(STATED EXERCISE) Print the data exactly as it is given, please.

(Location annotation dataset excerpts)
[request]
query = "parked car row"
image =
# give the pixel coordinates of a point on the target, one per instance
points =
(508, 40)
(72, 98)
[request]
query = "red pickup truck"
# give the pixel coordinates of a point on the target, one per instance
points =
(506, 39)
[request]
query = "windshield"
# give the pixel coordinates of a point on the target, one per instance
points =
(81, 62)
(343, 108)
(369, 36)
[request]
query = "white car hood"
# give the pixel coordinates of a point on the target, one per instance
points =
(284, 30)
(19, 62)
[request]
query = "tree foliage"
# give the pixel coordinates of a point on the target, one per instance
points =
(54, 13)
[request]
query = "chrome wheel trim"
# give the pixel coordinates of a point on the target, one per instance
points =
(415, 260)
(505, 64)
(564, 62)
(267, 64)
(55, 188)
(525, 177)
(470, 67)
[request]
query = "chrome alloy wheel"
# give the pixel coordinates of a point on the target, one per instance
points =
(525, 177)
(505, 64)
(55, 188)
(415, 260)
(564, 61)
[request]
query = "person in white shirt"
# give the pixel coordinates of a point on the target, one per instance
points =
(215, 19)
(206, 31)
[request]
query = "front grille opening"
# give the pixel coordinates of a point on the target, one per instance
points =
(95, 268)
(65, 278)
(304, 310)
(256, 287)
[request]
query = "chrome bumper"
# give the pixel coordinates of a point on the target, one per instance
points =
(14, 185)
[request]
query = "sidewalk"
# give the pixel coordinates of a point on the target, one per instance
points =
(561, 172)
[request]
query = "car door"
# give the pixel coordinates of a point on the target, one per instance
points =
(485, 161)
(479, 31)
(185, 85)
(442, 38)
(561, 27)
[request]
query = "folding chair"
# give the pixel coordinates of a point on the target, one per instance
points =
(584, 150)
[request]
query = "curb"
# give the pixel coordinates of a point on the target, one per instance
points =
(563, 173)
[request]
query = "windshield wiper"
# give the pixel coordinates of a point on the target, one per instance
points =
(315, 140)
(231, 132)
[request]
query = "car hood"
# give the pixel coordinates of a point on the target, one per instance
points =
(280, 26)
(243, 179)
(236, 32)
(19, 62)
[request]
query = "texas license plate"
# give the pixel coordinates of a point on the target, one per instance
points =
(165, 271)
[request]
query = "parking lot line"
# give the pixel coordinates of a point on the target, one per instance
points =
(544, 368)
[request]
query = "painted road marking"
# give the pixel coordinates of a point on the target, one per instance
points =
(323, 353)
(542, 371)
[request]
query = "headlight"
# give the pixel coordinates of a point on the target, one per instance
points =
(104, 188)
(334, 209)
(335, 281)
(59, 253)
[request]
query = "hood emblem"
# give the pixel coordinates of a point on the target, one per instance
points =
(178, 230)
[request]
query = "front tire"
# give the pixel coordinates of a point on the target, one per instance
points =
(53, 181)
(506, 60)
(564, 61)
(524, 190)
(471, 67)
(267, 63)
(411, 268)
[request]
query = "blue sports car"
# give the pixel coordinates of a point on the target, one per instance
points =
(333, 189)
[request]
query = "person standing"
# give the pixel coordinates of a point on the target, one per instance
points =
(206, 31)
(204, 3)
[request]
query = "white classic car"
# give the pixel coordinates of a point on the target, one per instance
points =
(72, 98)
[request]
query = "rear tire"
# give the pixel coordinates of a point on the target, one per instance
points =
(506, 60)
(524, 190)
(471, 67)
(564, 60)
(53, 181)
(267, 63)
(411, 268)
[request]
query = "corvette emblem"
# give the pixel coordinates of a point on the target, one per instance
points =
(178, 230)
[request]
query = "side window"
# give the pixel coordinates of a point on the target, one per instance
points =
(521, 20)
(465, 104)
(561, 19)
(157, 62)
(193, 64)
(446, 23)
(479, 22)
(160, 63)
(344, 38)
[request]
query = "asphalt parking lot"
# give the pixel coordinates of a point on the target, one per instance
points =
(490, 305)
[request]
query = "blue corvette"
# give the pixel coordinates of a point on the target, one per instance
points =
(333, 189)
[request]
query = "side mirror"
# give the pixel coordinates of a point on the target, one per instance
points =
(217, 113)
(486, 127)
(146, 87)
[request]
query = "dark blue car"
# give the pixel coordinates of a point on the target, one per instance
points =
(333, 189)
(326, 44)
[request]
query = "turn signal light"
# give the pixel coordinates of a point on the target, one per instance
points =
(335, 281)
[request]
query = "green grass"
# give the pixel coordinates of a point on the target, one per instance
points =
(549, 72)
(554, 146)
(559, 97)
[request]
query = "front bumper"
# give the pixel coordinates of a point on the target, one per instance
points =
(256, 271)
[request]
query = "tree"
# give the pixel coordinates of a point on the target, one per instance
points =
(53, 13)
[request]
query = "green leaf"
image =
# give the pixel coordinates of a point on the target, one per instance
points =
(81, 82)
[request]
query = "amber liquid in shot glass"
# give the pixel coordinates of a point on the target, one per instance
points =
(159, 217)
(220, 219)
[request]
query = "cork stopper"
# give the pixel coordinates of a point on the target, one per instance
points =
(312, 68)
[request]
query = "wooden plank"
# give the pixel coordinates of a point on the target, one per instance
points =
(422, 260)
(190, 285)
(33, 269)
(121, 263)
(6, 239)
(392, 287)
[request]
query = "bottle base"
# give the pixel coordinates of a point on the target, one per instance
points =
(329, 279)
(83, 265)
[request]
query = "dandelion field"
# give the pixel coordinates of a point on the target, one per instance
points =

(RESPONSE TO THE TASK)
[request]
query = "parked car row"
image =
# give the pixel coordinates of a point on the target, one per instance
points =
(508, 40)
(72, 98)
[request]
query = "red pickup truck"
# give the pixel coordinates of a point on the target, one per instance
points =
(506, 39)
[request]
query = "windshield"
# give the pixel coordinates of a point on the target, one per instance
points =
(81, 62)
(343, 108)
(369, 36)
[request]
query = "white car hood"
# give the pixel coordinates of a point on the target, one per instance
points =
(284, 30)
(19, 62)
[request]
query = "tree foliage"
# give the pixel coordinates of a point on the target, one per instance
points =
(54, 13)
[request]
query = "chrome wheel trim"
# give the pixel coordinates of a point on the target, one per instance
points =
(415, 260)
(505, 64)
(564, 62)
(267, 64)
(55, 188)
(525, 177)
(470, 67)
[request]
query = "chrome alloy wheel"
# give the pixel coordinates of a point on the target, one per instance
points =
(525, 177)
(505, 64)
(55, 188)
(415, 260)
(564, 61)
[request]
query = "person in white shirt"
# give the pixel coordinates of a point on the target, one per instance
points =
(215, 19)
(206, 31)
[request]
query = "front grille opening"
# give the pixel coordinates of a point on the target, one per instance
points =
(95, 268)
(65, 278)
(304, 310)
(256, 287)
[request]
query = "chrome bumper"
# give the pixel coordinates of a point on the target, one per instance
points =
(14, 185)
[request]
query = "sidewalk"
# give the pixel coordinates of a point on the target, one per instance
points =
(561, 172)
[request]
query = "car door"
# give the pixel coordinates of a point on the target, one per instance
points =
(485, 161)
(479, 31)
(185, 85)
(442, 38)
(561, 27)
[request]
query = "folding chair"
# give the pixel coordinates of a point on the target, one per instance
points =
(584, 150)
[request]
query = "curb"
# give the pixel coordinates of a point on the target, one per instance
points =
(563, 173)
[request]
query = "windshield wiper"
# give the pixel coordinates of a point on the target, one per instance
points =
(315, 140)
(231, 132)
[request]
query = "car hood"
# give the pixel coordinates of a point on the target, one per instance
points =
(280, 26)
(243, 179)
(236, 32)
(19, 62)
[request]
query = "texas license plate"
# give the pixel coordinates of a point on the target, one per instance
points =
(165, 271)
[request]
query = "parking lot line"
# give the pixel coordinates of a point on the target, one per instance
points =
(544, 368)
[request]
query = "painted road marking"
# give the pixel coordinates of a point on the target, one per instance
points =
(323, 353)
(542, 371)
[request]
query = "headlight"
# give the pixel coordinates of a point on the target, one per instance
points =
(104, 188)
(334, 209)
(335, 281)
(59, 253)
[request]
query = "hood emblem"
# give the pixel coordinates of a point on the target, one per instance
points =
(178, 230)
[request]
query = "front tire"
# give the pixel coordinates of a point on the target, one per instance
points =
(53, 181)
(506, 60)
(564, 61)
(524, 190)
(471, 67)
(267, 63)
(411, 268)
[request]
query = "blue sports car"
# give the pixel coordinates of a point on the target, one per instance
points =
(333, 189)
[request]
query = "person standing"
# give the pixel coordinates of a point on the target, one per instance
points =
(206, 31)
(204, 3)
[request]
query = "white classic car"
# give the pixel coordinates of a point on the target, one per instance
points =
(72, 98)
[request]
query = "rear tire"
# give the pixel coordinates of a point on the target, one per instance
points =
(506, 60)
(524, 190)
(471, 67)
(564, 60)
(53, 181)
(267, 63)
(411, 268)
[request]
query = "corvette emblem"
# give the pixel coordinates of a point on the target, one per instance
points =
(178, 230)
[request]
query = "side window"
# give the pixel coordinates of a point on the target, one per instance
points =
(521, 20)
(465, 104)
(561, 19)
(157, 62)
(193, 64)
(446, 23)
(479, 22)
(160, 63)
(344, 38)
[request]
query = "asphalt parking lot"
# give the pixel coordinates of a point on the target, one per instance
points =
(490, 305)
[request]
query = "blue corvette"
# give the pixel coordinates of a point on the target, one per instance
points =
(333, 189)
[request]
query = "side mirror"
# give the pixel coordinates of a point on the target, one per instance
points =
(217, 113)
(486, 127)
(146, 87)
[request]
query = "dark blue car"
# give the pixel coordinates of a point on the target, one per instance
points =
(333, 189)
(326, 44)
[request]
query = "turn signal light"
# give the pixel coordinates of a point on the target, one per instance
points =
(335, 281)
[request]
query = "green grass"
# give the pixel coordinates of a point on the target, one per instance
points =
(549, 72)
(554, 146)
(559, 97)
[request]
query = "front bumper"
# give the pixel coordinates of a point on the target, one per instance
points =
(256, 271)
[request]
query = "tree"
# give the pixel coordinates of a point on the target, one per instance
points =
(53, 13)
[request]
query = "green leaf"
image =
# give the pixel coordinates of a point on the target, one per instance
points =
(81, 82)
[request]
query = "amber liquid in shot glass"
# give the pixel coordinates of a point on the target, one per instance
points =
(159, 217)
(220, 219)
[request]
query = "cork stopper"
# give the pixel coordinates of a point on the target, one per instance
points =
(312, 68)
[request]
query = "wooden plank"
# give the pixel coordinates of a point on the target, one per instance
points =
(422, 260)
(190, 285)
(33, 269)
(121, 263)
(6, 239)
(392, 287)
[request]
query = "bottle base"
# give the pixel coordinates of a point on the target, one per instance
points =
(329, 279)
(83, 265)
[request]
query = "dandelion field"
# give the pixel coordinates of a point on the target, one per instance
points =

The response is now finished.